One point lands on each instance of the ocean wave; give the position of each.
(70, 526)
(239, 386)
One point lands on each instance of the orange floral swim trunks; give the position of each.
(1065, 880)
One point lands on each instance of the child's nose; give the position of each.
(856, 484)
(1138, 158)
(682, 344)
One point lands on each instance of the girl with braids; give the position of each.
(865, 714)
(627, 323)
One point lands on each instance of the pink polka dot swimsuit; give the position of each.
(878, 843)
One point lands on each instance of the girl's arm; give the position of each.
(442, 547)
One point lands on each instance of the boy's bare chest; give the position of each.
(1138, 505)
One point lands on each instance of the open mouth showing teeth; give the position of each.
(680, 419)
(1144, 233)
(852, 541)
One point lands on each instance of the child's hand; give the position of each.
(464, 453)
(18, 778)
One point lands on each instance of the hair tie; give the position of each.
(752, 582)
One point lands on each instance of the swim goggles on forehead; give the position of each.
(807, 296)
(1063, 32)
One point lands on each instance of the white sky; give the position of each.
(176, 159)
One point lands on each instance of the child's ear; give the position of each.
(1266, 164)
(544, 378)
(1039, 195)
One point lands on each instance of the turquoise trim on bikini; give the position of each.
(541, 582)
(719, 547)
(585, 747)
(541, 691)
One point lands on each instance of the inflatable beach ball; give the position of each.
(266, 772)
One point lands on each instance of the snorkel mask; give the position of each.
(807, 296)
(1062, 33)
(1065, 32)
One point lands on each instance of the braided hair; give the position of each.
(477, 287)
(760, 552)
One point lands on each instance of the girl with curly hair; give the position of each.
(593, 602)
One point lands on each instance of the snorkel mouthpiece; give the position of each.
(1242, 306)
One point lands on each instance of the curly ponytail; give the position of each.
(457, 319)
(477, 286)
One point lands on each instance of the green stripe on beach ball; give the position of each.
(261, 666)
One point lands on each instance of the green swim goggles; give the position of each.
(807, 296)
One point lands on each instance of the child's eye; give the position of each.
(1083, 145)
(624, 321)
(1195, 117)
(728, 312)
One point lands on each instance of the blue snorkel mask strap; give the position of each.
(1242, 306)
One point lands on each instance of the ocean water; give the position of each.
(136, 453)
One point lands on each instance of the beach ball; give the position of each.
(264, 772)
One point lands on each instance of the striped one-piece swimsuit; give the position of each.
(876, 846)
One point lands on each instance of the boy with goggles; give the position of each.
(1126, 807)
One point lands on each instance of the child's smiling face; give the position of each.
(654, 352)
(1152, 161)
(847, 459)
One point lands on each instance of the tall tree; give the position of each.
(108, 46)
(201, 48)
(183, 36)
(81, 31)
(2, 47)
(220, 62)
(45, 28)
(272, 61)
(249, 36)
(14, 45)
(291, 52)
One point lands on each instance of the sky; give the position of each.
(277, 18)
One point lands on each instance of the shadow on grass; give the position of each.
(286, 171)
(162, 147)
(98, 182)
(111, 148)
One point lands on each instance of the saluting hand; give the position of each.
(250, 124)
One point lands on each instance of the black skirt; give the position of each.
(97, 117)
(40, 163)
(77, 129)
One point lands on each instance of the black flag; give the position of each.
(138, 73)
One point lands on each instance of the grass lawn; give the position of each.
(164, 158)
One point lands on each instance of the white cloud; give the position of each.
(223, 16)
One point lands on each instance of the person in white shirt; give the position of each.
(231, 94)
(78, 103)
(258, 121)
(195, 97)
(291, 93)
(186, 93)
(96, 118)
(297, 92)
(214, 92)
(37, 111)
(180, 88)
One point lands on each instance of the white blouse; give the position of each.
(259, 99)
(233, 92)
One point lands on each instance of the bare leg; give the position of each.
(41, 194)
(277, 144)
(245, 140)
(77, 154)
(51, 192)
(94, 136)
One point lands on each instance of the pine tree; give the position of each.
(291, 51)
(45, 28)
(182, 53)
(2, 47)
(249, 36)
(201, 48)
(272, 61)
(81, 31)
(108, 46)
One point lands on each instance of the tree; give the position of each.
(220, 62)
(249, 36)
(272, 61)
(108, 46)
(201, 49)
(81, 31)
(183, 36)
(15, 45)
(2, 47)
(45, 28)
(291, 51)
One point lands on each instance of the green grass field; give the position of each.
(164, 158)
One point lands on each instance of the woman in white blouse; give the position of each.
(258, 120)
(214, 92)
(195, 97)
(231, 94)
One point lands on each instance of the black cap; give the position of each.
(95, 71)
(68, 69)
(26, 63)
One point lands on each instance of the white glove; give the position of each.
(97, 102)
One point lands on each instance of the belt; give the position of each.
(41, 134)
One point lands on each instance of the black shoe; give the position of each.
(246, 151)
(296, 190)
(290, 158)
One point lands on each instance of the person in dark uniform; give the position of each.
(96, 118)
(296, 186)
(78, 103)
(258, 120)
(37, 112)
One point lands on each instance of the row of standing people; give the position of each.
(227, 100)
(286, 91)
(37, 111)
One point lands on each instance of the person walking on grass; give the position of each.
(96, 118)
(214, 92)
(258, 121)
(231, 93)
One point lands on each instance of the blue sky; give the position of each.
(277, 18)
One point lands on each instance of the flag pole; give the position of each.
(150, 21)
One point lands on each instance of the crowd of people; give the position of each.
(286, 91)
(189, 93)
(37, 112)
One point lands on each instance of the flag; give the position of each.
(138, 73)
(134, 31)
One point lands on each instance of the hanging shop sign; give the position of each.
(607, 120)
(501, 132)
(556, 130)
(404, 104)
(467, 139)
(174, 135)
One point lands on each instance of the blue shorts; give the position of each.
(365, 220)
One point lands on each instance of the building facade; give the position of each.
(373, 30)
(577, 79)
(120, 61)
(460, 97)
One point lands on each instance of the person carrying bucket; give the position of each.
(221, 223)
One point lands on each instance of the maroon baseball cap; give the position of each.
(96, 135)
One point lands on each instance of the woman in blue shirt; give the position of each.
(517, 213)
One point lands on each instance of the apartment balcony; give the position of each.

* * * * *

:: Work to be completed ::
Reproduce the entries above in full, precisely as written.

:: Result ::
One point lands on each instance of the ocean wave; give the position of each.
(70, 526)
(239, 386)
One point lands on each instance of the orange floral swim trunks; give the position of each.
(1065, 880)
One point lands on each instance of the child's nose; give the position of each.
(856, 484)
(1138, 158)
(682, 344)
One point lands on each instance of the girl with braids; give the position of each.
(865, 714)
(627, 323)
One point lands on each instance of the pink polka dot swimsuit; give the position of each.
(878, 843)
One point lands on each instance of the girl's arm; give the position of each.
(442, 547)
One point lands on each instance of the boy's bare chest; give the position of each.
(1138, 505)
One point lands on each instance of the open mouth showing teeth; give the position of each.
(680, 419)
(1144, 233)
(852, 541)
One point lands on each instance of the child's hand; give the position of each.
(464, 453)
(18, 778)
One point lands on each instance of the hair tie; give the position of each.
(752, 582)
One point lands on each instance of the swim goggles on forehead; give the position of each.
(807, 296)
(1063, 32)
One point lands on each instance of the white sky; give the position of each.
(176, 159)
One point lands on each instance of the child's ear; give the position of each.
(1266, 164)
(544, 378)
(1039, 195)
One point lands on each instance of the turquoise trim on bikini; give the position of each.
(541, 582)
(719, 547)
(585, 747)
(541, 691)
One point lands on each instance of the inflatable beach ball; give the position of each.
(266, 772)
One point lands on each instance of the snorkel mask; give the position of each.
(807, 296)
(1062, 33)
(1065, 32)
One point lands on each instance of the braided hair; give the position of each.
(477, 287)
(760, 552)
One point lands on each instance of the girl with curly hair; give the position of each.
(593, 602)
One point lands on each instance of the snorkel mouthpiece; give the position of each.
(1242, 306)
One point lands on each instance of the curly ponytail; give the position of each.
(457, 319)
(477, 286)
One point lands on each instance of the green stripe on beach ball; give the position of each.
(261, 666)
One point lands on each instance of the green swim goggles; give the position of each.
(807, 296)
One point lands on each instance of the child's eye; give the position of each.
(1083, 145)
(624, 321)
(1195, 117)
(728, 312)
One point lands on each instance of the blue snorkel mask strap; give the position of each.
(1242, 306)
One point lands on each instance of the ocean water; give the position of each.
(136, 453)
One point lands on each instance of the beach ball; give the position of each.
(264, 772)
One point lands on each instance of the striped one-piece swimsuit; give the position of each.
(876, 846)
One point lands on each instance of the boy with goggles; give the position of each.
(1126, 807)
One point lands on each instance of the child's smiling face; give the position of each.
(654, 352)
(1152, 161)
(847, 459)
One point lands on each instance of the tall tree; give the position of each.
(108, 46)
(201, 48)
(183, 36)
(81, 31)
(2, 47)
(220, 62)
(45, 28)
(272, 61)
(249, 36)
(14, 45)
(291, 52)
One point lands on each instance of the sky; give the position of each.
(277, 18)
One point lands on each instance of the shadow on grass; give the position of each.
(286, 171)
(162, 147)
(98, 182)
(111, 148)
One point lands on each instance of the saluting hand; give the position of each.
(250, 124)
One point lands on each instance of the black skirt; give the position of each.
(97, 117)
(40, 163)
(77, 129)
One point lands on each instance of the black flag; give the position of each.
(138, 73)
One point lands on each instance of the grass lawn; give the position of each.
(164, 158)
One point lands on each instance of the white cloud; give the position of each.
(223, 16)
One point lands on each instance of the person in white shirt; give the position of each.
(231, 94)
(78, 103)
(258, 121)
(195, 97)
(291, 93)
(186, 93)
(96, 118)
(297, 92)
(214, 92)
(37, 111)
(180, 88)
One point lands on each instance of the white blouse; give the position of each.
(259, 99)
(233, 92)
One point lands on each instance of the bare leg; give the position of each.
(41, 194)
(277, 144)
(245, 140)
(77, 154)
(51, 192)
(94, 136)
One point lands on each instance of the pine tree; give the position of each.
(291, 51)
(45, 28)
(182, 53)
(2, 47)
(249, 36)
(201, 48)
(272, 61)
(81, 31)
(108, 46)
One point lands on each instance of the tree; give the position of each.
(220, 62)
(249, 36)
(272, 61)
(108, 46)
(201, 49)
(81, 31)
(183, 36)
(15, 45)
(2, 47)
(45, 28)
(291, 51)
One point lands on each instance of the green grass field; give the position of each.
(164, 158)
One point lands on each instance of the woman in white blouse; give the position of each.
(258, 120)
(214, 92)
(195, 97)
(231, 94)
One point lands on each instance of the black cap; give the position of each.
(95, 71)
(68, 69)
(26, 63)
One point lands on each instance of the white glove; give the position of each.
(97, 102)
One point lands on each instance of the belt; give the position of each.
(41, 134)
One point lands on each instance of the black shoe; give the position of each.
(246, 151)
(296, 190)
(290, 158)
One point lands on each instance of the person in dark uniform; give the position of each.
(96, 118)
(296, 186)
(78, 103)
(258, 120)
(37, 112)
One point lands on each instance of the row of standing people; give the position of each.
(227, 100)
(286, 91)
(37, 111)
One point lands on each instance of the person walking on grass; give the position of each.
(96, 118)
(214, 92)
(258, 121)
(231, 93)
One point lands on each instance of the blue sky; give the position of each.
(277, 18)
One point lands on each instance of the flag pole; give the position of each.
(150, 21)
One point lands on each instance of the crowd of people; give the position of each.
(286, 91)
(189, 93)
(37, 112)
One point lands on each instance of the flag; give the position of each.
(138, 73)
(134, 31)
One point lands on each instance of the hanging shop sign; give the position of each.
(607, 120)
(501, 132)
(556, 130)
(404, 104)
(467, 139)
(174, 135)
One point lands on each instance of the blue shorts; give the position of each.
(365, 220)
One point lands on each instance of the building facade; give the position of each.
(373, 30)
(577, 79)
(120, 61)
(460, 97)
One point lands on each instance of the person carrying bucket; give the position of each.
(221, 223)
One point lands on each instance of the maroon baseball cap; give the position of each.
(96, 135)
One point lands on each instance of the woman in blue shirt; give the position of each.
(517, 213)
One point lands on each instance of the apartment balcony; give the position of each.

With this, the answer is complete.